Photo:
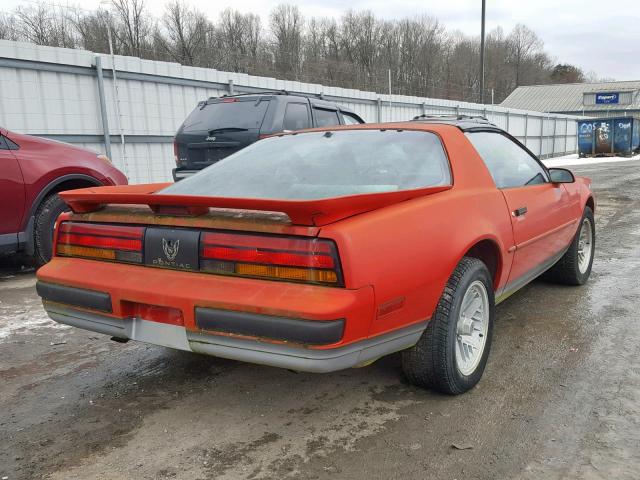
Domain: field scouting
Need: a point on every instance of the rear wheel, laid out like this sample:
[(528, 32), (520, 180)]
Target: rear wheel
[(452, 353), (575, 265), (45, 220)]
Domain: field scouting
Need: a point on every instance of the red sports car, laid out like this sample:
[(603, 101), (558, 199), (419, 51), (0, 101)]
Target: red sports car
[(327, 249), (33, 170)]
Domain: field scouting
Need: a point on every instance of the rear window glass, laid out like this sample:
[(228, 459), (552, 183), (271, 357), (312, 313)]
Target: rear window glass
[(326, 118), (317, 165), (296, 117), (242, 114), (350, 119)]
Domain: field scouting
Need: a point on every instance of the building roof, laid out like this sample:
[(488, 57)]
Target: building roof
[(569, 97)]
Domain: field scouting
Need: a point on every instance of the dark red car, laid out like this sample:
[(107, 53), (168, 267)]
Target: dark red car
[(32, 172)]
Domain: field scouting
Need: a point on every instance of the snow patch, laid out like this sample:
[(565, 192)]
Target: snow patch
[(573, 159), (14, 321)]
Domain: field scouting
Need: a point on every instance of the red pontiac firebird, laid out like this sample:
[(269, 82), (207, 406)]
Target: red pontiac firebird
[(327, 249)]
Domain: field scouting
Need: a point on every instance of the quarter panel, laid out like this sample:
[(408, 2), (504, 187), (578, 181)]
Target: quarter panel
[(408, 251)]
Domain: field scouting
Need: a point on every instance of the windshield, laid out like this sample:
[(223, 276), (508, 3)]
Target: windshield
[(318, 165), (226, 114)]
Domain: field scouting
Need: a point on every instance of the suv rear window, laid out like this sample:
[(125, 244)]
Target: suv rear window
[(246, 114), (326, 118), (317, 165), (296, 117)]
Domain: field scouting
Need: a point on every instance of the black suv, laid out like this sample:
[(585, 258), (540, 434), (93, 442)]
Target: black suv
[(221, 126)]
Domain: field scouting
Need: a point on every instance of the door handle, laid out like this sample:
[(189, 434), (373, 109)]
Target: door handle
[(518, 212)]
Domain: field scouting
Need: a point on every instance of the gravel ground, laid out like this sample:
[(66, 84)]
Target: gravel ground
[(560, 397)]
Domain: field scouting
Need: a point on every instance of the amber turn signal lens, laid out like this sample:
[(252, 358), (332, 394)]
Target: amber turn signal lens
[(287, 273), (75, 251)]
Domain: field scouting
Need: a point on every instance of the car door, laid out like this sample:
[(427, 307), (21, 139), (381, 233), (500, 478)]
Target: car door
[(12, 194), (542, 216)]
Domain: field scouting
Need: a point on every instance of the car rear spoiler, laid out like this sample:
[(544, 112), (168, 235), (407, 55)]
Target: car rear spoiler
[(301, 212)]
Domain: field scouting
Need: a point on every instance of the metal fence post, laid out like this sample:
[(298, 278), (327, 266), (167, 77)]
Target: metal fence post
[(541, 134), (103, 108), (553, 142)]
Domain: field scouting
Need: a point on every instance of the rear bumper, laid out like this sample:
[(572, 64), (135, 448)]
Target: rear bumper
[(297, 326), (275, 355)]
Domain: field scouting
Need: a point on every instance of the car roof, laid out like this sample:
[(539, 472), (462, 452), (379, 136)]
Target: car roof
[(317, 100), (463, 122)]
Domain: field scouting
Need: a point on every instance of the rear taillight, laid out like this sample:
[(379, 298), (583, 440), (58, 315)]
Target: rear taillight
[(104, 242), (175, 153), (308, 260)]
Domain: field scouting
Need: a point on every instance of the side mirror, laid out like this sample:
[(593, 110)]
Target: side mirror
[(561, 175)]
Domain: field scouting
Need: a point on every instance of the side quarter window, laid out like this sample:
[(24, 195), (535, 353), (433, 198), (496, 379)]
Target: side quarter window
[(509, 164)]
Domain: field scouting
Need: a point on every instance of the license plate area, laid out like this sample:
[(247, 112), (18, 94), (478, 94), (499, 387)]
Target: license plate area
[(172, 336)]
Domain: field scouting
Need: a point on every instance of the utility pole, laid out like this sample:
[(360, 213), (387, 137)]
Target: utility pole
[(482, 53)]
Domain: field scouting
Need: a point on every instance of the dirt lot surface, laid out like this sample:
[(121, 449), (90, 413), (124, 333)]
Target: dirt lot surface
[(560, 397)]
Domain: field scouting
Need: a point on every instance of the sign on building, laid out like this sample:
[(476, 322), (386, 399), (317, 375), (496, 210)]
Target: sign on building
[(606, 98)]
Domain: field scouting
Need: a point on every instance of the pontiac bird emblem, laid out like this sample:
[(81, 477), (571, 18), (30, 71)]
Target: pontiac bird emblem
[(170, 248)]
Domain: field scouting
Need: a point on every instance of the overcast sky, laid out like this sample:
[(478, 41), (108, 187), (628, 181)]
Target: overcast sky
[(596, 35)]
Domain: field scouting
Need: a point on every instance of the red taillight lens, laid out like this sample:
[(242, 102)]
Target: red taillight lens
[(309, 260), (105, 242), (175, 153)]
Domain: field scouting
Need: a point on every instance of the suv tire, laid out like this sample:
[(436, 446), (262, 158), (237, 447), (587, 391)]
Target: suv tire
[(45, 220)]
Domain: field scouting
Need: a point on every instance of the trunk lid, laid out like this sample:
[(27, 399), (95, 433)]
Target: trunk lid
[(306, 213)]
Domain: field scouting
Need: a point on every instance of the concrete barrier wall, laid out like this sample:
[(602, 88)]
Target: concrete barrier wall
[(57, 92)]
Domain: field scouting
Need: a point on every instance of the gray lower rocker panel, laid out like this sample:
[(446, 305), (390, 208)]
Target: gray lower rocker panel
[(276, 355)]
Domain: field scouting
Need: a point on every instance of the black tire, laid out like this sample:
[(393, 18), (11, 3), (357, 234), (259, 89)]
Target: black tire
[(431, 363), (45, 219), (567, 271)]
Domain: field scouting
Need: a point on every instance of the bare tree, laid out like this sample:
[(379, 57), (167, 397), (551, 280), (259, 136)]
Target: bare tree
[(92, 29), (44, 25), (524, 44), (286, 25), (185, 33), (133, 27), (7, 26)]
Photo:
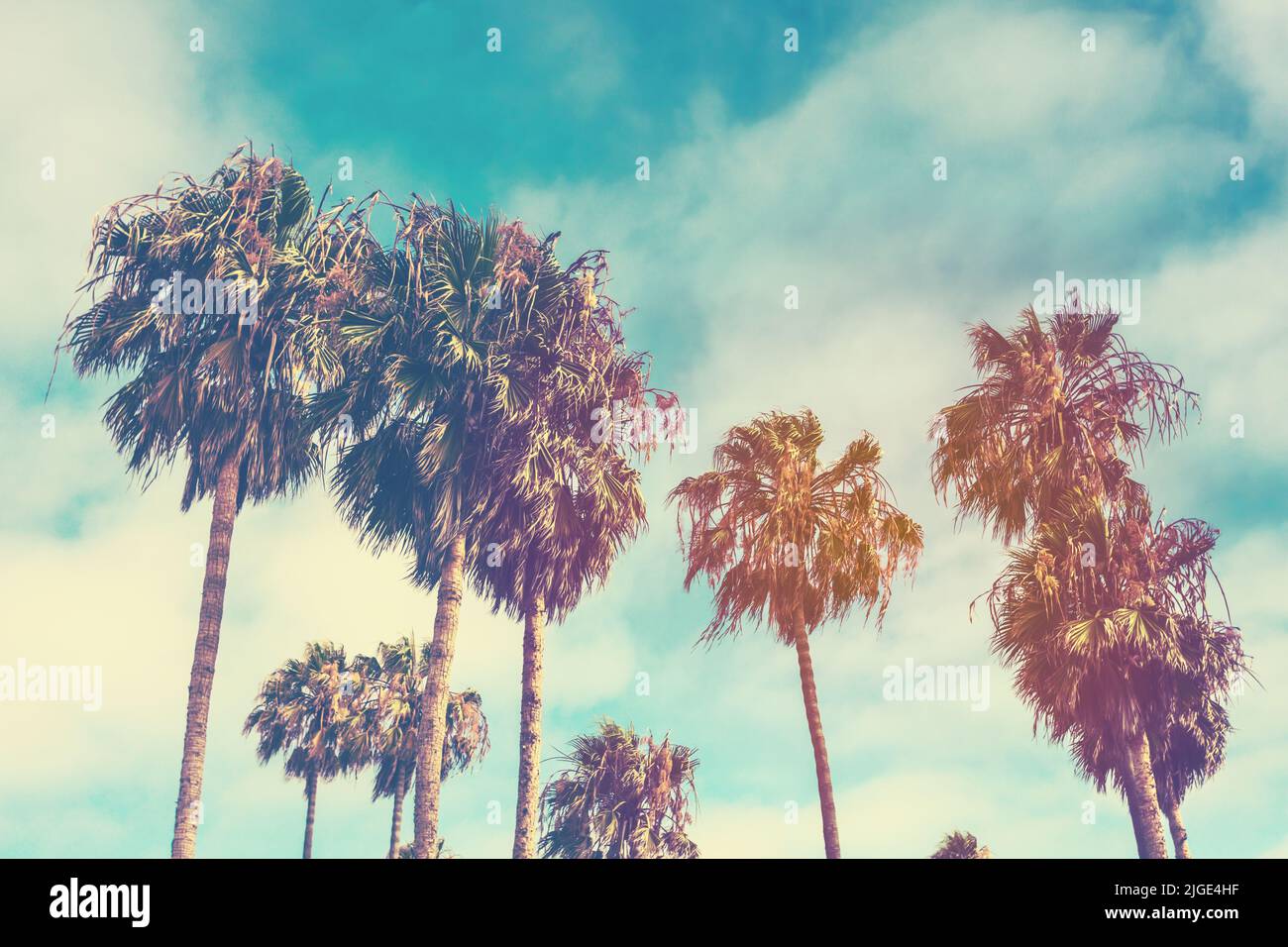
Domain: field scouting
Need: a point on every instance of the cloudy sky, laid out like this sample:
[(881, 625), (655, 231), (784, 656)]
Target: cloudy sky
[(768, 169)]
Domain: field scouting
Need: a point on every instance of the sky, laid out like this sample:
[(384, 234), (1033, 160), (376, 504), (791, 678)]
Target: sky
[(768, 169)]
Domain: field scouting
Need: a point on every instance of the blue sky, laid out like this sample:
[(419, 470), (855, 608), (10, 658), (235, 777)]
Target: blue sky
[(768, 169)]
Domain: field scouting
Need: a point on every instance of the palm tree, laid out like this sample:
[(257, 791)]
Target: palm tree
[(786, 540), (621, 795), (215, 300), (442, 350), (961, 845), (1063, 405), (567, 501), (301, 711), (382, 732), (1103, 615), (1188, 736)]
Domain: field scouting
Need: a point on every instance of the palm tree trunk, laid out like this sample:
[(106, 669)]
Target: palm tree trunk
[(1142, 799), (310, 789), (188, 806), (827, 801), (395, 830), (529, 729), (1172, 809), (433, 718)]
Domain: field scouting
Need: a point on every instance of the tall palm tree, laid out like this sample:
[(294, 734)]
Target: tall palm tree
[(215, 300), (565, 501), (441, 352), (301, 711), (1061, 405), (621, 795), (382, 732), (1188, 735), (961, 845), (784, 539), (1102, 613)]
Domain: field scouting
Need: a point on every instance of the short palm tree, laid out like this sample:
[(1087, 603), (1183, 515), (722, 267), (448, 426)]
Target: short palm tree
[(961, 845), (301, 711), (218, 379), (1061, 405), (382, 731), (784, 539), (619, 795), (1103, 615)]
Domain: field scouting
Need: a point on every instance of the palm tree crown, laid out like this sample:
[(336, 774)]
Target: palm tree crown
[(771, 527), (621, 795), (215, 377), (1061, 405)]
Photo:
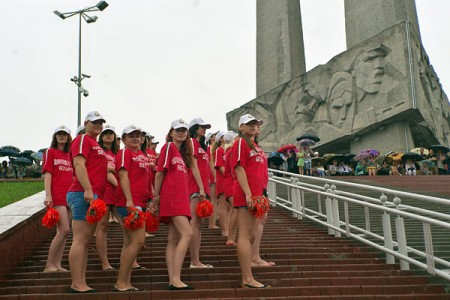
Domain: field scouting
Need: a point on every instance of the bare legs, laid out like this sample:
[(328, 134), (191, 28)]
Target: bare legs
[(247, 224), (232, 224), (215, 202), (196, 225), (100, 239), (134, 240), (224, 214), (180, 235), (78, 254), (56, 251)]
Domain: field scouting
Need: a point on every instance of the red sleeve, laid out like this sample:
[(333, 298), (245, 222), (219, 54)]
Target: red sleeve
[(239, 154), (47, 165), (80, 146)]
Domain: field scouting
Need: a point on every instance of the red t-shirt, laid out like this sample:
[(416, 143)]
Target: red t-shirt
[(110, 196), (203, 167), (96, 164), (219, 161), (228, 179), (151, 154), (137, 165), (58, 163), (211, 175), (255, 168), (174, 194)]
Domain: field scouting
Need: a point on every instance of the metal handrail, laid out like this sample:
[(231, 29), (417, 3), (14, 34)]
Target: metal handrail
[(296, 185)]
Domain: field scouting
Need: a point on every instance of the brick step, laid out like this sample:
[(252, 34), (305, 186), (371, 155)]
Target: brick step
[(236, 292)]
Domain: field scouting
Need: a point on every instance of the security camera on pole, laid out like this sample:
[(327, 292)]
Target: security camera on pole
[(77, 79)]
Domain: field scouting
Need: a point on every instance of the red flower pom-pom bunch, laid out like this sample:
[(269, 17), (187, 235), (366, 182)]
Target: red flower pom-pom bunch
[(96, 211), (260, 206), (151, 222), (135, 219), (204, 209), (50, 218)]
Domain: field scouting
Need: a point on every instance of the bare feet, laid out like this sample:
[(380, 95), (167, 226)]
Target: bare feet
[(263, 263)]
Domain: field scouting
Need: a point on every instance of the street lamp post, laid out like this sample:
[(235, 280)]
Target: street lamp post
[(89, 19)]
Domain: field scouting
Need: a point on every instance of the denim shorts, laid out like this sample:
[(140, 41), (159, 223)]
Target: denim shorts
[(78, 206), (123, 211)]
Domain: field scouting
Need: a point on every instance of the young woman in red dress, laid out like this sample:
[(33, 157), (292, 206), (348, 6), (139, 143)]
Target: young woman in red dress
[(172, 196), (198, 182), (108, 141), (247, 161), (57, 167)]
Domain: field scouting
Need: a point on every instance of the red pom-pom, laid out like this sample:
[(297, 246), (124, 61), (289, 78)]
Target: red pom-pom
[(50, 218), (135, 219), (96, 211), (260, 206), (204, 209), (151, 222)]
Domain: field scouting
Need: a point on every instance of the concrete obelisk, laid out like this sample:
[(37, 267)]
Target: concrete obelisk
[(280, 54)]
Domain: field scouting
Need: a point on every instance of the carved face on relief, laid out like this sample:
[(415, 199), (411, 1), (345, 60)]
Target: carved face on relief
[(369, 69)]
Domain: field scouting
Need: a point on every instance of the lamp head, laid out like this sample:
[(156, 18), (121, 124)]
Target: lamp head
[(102, 5), (59, 14)]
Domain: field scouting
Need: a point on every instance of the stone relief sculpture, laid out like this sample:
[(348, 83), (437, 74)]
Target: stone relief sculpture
[(364, 86)]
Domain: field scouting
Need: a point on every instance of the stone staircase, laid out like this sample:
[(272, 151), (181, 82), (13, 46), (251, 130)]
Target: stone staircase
[(309, 265)]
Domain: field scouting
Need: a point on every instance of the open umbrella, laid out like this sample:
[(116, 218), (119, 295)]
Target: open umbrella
[(316, 160), (428, 163), (412, 156), (442, 148), (309, 136), (9, 151), (417, 150), (396, 156), (21, 161), (286, 148), (275, 158), (306, 142)]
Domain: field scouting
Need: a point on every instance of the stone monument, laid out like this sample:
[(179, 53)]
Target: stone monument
[(381, 92)]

**TASK ITEM**
What is needed is a word-for-word copy of the lines from the start of the data to the line with "[(228, 459), (552, 183), (271, 357), (312, 313)]", inclusive, with no pictures in it.

**REPLY TO THE EXERCISE**
Photo:
Domain: field scouting
Need: a point on every instance of the rear wheel, laid out like this sample:
[(528, 32), (520, 180)]
Target: rear wheel
[(452, 353), (575, 265), (45, 220)]
Domain: field scouting
Need: a point on every instance of the red sports car, laid out like this sample:
[(603, 101), (558, 199), (419, 51), (0, 101)]
Target: red sports car
[(327, 249), (33, 170)]
Domain: field scouting
Need: a point on every instance of the rear window glass, laid out like this sample:
[(228, 459), (552, 183), (271, 357), (312, 313)]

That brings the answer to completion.